* Begin DOCUMENT EXTRACT *

Jump to content



0

One last question for a while - Timing


9 replies to this topic

#1 jbs30000 OFFLINE  

jbs30000

    Moonsweeper

  • 459 posts

Posted Sun Dec 4, 2011 9:10 PM

Sorry to start three threads in such a short time, but once I get help figuring this out, I'll be good for while :).

OK, for each scanline there are 228 TIA clock cycles or 76 CPU cycles.

According to this Website: lda zero page,x is four clock cycles and sta zero page is three clock cycles, so a pair is seven clock cycles.

For the basic routine to display a 40x192 image I have 6 pairs (three read/write for the left side of the playfield, and three read/write for the right side of the playfield. That makes 7 * 6 = 42 cycles.
I also have two SLEEP 4 statements so that's an extra 8 cycles so 50 cycles altogether.

The last part of the code is
sta WSYNC
inx
cpx #192
bne VisibleScreen

Now it seems to me that the since the last three opcodes are after WSYNC then they're inbetween scanlines and shouldn't count towards the 76 cycles, right?
If so then the sta WSYNC should be 3 cycles, so that's a total of 53 cycles and I should have 76 - 53 = 23 cycles left.

* End DOCUMENT EXTRACT *
* Begin DATA PROVIDED *

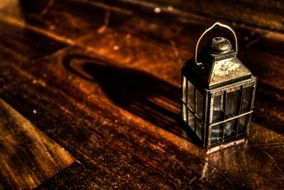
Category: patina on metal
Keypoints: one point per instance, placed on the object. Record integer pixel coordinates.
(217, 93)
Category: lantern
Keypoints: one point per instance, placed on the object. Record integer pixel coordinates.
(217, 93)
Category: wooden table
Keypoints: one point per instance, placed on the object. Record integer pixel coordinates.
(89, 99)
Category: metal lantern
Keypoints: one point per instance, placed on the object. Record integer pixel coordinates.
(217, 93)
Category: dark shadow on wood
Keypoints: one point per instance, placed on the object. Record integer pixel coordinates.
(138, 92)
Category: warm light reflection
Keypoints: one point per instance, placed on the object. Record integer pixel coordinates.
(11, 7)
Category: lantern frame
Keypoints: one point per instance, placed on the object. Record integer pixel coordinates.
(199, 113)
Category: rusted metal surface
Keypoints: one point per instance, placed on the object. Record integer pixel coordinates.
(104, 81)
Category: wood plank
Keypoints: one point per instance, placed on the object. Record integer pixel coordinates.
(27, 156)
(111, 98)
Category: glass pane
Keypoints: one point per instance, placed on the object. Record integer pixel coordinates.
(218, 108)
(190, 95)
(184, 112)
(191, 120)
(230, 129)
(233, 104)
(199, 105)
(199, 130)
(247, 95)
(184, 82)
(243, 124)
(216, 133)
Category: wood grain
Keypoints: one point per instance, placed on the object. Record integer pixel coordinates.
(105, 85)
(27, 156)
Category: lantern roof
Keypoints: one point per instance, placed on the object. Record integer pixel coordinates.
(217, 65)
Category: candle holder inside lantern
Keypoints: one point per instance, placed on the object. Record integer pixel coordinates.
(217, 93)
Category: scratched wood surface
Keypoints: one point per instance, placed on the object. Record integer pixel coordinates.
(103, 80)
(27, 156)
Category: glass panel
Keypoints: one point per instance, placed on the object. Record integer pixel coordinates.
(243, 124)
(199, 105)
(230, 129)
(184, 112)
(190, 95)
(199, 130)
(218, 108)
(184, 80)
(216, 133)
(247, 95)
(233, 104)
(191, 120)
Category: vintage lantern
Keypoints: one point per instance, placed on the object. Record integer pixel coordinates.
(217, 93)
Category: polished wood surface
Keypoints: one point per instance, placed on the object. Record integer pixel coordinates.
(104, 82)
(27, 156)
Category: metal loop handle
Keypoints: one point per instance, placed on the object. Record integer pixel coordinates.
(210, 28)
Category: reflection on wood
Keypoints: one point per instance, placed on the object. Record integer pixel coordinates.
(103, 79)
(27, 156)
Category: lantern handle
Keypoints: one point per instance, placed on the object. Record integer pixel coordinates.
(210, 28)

* End DATA PROVIDED *
* Begin DATA PROVIDED *

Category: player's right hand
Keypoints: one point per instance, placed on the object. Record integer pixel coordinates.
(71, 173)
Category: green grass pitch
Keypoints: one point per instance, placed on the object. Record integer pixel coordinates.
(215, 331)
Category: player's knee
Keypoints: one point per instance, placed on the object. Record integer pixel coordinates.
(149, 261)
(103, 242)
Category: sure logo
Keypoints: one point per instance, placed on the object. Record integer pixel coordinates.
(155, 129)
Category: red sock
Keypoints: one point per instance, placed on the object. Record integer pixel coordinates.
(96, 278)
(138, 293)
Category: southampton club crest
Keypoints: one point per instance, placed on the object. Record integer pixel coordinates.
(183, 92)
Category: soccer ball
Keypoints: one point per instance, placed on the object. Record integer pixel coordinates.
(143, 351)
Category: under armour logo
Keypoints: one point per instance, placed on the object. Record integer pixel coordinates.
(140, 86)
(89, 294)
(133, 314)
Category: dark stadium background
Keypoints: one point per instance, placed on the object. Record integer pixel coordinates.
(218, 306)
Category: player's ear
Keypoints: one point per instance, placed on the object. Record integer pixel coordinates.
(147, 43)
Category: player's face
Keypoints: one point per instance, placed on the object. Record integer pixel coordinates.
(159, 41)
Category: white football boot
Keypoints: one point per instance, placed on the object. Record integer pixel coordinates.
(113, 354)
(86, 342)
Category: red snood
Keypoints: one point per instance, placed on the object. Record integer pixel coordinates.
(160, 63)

* End DATA PROVIDED *
* Begin DATA PROVIDED *

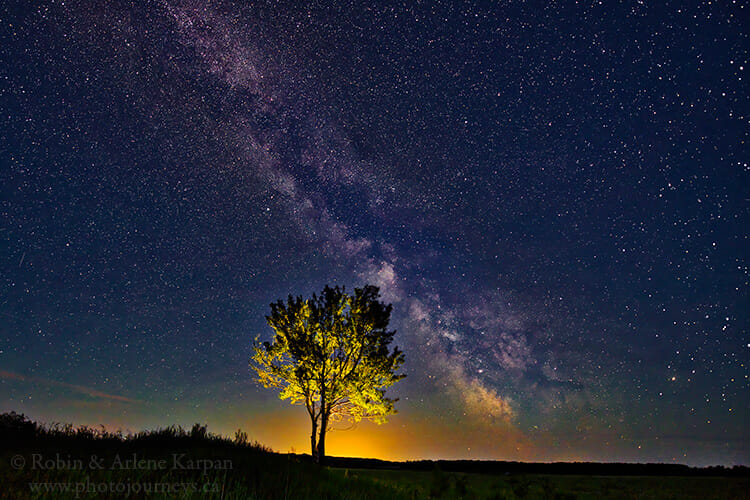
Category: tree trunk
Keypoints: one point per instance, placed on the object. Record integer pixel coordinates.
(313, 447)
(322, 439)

* End DATA PROVIDED *

*INSTRUCTIONS FOR THE TASK:*
In the forum thread about scanline timing, how many CPU cycles does the poster say are available per scanline?

*WRITTEN RESPONSE:*
76 CPU cycles.